### Exercise aim
Transcribe the rest of the listing below, starting with the line that contains "Reviewer note: verify one keypoint per instance of the metal" and ending with the last line, exactly as written.

### Records for this task

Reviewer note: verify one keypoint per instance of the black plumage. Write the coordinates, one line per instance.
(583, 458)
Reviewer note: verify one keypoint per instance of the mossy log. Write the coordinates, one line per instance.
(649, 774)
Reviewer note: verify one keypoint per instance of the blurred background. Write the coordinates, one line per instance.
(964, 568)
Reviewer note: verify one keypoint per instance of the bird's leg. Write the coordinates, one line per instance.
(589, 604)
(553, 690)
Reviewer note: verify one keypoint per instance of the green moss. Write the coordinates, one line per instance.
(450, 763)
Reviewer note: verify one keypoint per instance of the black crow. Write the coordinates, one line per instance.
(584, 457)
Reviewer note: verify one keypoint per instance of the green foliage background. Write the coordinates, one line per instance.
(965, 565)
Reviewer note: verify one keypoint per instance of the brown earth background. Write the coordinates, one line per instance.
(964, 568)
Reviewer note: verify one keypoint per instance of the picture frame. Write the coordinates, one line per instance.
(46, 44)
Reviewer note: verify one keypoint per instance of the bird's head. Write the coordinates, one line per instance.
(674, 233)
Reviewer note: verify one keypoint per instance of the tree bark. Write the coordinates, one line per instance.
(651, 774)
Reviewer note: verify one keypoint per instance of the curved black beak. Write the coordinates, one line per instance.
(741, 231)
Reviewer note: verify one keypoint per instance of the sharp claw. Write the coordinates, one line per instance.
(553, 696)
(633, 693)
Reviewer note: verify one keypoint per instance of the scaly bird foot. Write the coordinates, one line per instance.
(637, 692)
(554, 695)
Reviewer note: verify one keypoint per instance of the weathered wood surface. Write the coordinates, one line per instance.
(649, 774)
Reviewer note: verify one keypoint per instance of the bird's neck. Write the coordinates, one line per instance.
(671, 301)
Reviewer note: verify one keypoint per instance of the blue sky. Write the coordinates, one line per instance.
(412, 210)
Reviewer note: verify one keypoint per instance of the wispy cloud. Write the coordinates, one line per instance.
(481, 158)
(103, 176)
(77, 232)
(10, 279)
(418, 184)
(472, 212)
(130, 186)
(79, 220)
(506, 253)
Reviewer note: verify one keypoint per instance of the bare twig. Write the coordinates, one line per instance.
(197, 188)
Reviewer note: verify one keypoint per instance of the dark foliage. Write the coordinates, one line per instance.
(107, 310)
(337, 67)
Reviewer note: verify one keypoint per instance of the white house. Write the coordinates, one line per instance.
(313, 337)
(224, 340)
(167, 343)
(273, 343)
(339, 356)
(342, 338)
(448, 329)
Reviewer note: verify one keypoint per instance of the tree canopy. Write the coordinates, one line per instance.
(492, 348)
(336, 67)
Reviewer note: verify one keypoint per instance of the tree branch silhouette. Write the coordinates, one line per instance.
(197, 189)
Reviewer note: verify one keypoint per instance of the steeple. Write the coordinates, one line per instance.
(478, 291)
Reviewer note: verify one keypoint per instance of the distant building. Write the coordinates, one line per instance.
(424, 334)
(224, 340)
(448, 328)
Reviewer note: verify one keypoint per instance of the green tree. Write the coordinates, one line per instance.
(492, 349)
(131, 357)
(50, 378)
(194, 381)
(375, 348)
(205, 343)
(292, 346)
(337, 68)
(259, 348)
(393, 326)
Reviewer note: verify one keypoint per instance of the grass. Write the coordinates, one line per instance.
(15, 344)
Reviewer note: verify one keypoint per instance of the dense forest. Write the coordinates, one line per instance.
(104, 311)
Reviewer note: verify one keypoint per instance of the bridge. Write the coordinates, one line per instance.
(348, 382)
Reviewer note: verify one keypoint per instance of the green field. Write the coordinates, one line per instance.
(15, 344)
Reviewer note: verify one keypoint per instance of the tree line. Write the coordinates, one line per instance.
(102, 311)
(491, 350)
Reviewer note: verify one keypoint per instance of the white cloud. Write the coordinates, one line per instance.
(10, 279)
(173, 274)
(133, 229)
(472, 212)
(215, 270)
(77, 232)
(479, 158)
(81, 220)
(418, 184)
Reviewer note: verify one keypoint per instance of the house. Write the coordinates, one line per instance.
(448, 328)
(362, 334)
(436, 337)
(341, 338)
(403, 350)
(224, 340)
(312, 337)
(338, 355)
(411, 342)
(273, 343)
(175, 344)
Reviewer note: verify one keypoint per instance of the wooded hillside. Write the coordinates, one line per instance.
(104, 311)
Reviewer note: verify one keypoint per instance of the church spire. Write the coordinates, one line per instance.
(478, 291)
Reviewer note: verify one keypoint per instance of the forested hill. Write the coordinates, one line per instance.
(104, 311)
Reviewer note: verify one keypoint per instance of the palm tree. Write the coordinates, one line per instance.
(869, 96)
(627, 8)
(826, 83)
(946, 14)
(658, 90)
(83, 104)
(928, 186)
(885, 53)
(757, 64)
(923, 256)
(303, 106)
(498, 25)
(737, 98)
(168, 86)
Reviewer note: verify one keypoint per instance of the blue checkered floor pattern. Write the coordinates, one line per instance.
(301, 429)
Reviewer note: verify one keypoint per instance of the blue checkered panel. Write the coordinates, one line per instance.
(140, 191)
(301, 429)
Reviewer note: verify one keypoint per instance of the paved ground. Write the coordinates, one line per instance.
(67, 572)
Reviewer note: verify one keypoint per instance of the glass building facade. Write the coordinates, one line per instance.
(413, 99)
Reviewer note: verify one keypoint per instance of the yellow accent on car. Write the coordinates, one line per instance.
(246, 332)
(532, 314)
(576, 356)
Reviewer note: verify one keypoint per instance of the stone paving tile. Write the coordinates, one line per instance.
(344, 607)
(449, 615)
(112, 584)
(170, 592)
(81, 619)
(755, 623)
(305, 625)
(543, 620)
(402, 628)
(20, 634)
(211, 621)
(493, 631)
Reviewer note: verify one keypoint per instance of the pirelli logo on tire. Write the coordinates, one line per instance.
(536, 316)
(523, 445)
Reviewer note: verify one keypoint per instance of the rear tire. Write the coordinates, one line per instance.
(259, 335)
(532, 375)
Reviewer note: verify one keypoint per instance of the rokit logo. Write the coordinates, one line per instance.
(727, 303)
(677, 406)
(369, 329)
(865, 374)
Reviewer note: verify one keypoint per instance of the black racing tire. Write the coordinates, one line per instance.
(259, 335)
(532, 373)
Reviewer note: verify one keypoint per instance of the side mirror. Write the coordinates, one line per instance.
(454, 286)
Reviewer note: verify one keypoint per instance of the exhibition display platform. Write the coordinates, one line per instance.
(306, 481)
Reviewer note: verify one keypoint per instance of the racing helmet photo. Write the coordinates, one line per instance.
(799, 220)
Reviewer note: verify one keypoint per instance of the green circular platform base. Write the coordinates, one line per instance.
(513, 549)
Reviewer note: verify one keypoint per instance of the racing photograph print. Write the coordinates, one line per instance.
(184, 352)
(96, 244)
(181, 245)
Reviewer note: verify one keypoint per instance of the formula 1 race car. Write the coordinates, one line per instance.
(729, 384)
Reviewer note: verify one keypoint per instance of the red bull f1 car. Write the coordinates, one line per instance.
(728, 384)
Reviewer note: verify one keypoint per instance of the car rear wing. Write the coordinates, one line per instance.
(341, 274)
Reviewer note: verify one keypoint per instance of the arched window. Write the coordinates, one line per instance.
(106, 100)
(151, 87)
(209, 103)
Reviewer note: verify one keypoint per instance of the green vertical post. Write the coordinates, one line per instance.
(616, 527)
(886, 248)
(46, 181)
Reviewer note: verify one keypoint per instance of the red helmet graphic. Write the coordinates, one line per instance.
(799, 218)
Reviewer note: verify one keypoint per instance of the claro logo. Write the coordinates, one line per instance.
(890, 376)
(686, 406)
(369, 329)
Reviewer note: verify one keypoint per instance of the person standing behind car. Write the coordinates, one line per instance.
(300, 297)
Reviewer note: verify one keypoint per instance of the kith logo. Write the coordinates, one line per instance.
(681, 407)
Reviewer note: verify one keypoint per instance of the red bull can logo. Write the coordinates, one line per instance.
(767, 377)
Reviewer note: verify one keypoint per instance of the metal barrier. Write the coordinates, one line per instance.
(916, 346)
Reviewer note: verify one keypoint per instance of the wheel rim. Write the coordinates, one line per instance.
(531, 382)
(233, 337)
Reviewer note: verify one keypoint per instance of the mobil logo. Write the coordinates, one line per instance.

### Written solution
Reviewer note: verify one keypoint per instance of the metal barrier. Write the coordinates, one line per instance.
(916, 346)
Reviewer note: verify one keypoint per instance of the wheel rim. Write the coordinates, one line per instance.
(531, 382)
(233, 337)
Reviewer note: verify one keypoint per instance of the mobil logo. Write the coordinates, one line per instance.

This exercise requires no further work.